Coordinate annotation entries ▸
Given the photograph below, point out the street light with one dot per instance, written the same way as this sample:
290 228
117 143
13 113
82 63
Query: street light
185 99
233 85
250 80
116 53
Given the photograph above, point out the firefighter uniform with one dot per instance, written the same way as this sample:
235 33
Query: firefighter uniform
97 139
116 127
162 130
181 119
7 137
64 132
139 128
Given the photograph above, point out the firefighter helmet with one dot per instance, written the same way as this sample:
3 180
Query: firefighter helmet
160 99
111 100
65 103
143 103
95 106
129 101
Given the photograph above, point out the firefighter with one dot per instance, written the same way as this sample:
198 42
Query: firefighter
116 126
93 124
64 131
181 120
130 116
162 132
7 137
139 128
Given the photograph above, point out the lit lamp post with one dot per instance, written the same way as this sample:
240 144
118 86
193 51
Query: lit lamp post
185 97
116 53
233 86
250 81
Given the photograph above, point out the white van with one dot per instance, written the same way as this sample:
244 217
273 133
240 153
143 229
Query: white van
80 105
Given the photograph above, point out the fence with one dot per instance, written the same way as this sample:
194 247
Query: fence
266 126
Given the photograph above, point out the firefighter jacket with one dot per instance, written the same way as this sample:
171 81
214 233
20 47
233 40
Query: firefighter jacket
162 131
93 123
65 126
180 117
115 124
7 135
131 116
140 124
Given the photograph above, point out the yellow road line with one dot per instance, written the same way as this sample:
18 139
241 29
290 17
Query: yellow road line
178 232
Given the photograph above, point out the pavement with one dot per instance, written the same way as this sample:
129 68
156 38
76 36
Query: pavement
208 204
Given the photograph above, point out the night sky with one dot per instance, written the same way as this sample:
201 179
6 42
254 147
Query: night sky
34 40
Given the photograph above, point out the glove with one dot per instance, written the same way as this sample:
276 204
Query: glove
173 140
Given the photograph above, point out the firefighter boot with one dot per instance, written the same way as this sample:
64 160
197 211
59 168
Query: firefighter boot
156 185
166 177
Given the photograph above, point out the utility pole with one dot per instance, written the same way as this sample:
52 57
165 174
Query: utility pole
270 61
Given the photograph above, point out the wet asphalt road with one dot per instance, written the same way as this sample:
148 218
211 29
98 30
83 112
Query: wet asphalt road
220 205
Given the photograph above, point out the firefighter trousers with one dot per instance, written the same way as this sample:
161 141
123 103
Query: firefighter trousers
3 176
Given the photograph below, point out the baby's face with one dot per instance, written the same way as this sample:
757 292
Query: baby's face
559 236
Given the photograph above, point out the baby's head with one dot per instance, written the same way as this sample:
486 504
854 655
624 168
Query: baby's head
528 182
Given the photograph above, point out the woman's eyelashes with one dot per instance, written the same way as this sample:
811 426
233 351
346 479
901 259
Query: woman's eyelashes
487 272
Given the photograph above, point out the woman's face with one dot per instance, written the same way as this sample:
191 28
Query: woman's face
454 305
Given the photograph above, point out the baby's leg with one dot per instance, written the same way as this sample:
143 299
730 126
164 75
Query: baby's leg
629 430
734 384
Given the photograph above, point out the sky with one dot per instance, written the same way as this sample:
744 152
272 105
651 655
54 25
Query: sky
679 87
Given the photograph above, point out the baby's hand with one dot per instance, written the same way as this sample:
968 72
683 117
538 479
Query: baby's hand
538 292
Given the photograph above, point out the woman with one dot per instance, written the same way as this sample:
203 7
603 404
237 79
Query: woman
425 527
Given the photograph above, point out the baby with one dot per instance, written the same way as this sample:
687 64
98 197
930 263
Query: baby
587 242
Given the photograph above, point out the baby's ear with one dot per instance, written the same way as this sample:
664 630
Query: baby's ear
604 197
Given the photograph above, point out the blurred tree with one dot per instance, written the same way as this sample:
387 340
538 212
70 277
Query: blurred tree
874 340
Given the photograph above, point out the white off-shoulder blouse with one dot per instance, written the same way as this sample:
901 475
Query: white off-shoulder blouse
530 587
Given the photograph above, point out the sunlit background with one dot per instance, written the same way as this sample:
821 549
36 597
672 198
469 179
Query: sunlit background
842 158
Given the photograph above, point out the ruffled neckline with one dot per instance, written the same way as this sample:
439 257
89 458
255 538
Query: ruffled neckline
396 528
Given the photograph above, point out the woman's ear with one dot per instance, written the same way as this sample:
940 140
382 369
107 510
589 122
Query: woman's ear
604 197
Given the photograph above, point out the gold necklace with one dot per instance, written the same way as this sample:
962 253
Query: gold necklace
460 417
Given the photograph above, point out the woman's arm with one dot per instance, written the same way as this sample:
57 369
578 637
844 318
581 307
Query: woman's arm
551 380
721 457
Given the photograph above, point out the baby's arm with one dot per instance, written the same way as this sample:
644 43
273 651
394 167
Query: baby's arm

WHAT YOU ARE ASKED TO DO ▸
Give back exactly the lines from the line containing "Given the photograph above, point out the sunlit" to the end of the entries, and no other lines.

ANSWER BELOW ▸
Given the photograph above, point out the sunlit background with one dot per instance, written the same way as this sample:
821 549
36 597
672 198
469 179
Query: sunlit background
842 158
Given the photograph above, point out the ruffled neckline with one dot per instance, written the same way as this sample:
439 257
89 458
255 538
Query: ruffled neckline
396 528
Given the photograph above, point out the woman's ear with one dot per instance, written the same way as this sample:
940 140
382 369
107 510
589 122
Query: woman's ear
604 197
Given the photograph above, point out the gold necklace with one dot per instance, written the same way as this sample:
962 253
Query: gold necklace
460 417
Given the photograph above, point out the woman's arm with one dot per instance, written the same way as this sample:
57 369
578 637
844 318
581 307
Query: woman's arm
551 380
721 457
Given the photograph above, point out the baby's arm with one dot per instance, written the same way as this sample:
644 43
273 651
394 167
Query: baby's arm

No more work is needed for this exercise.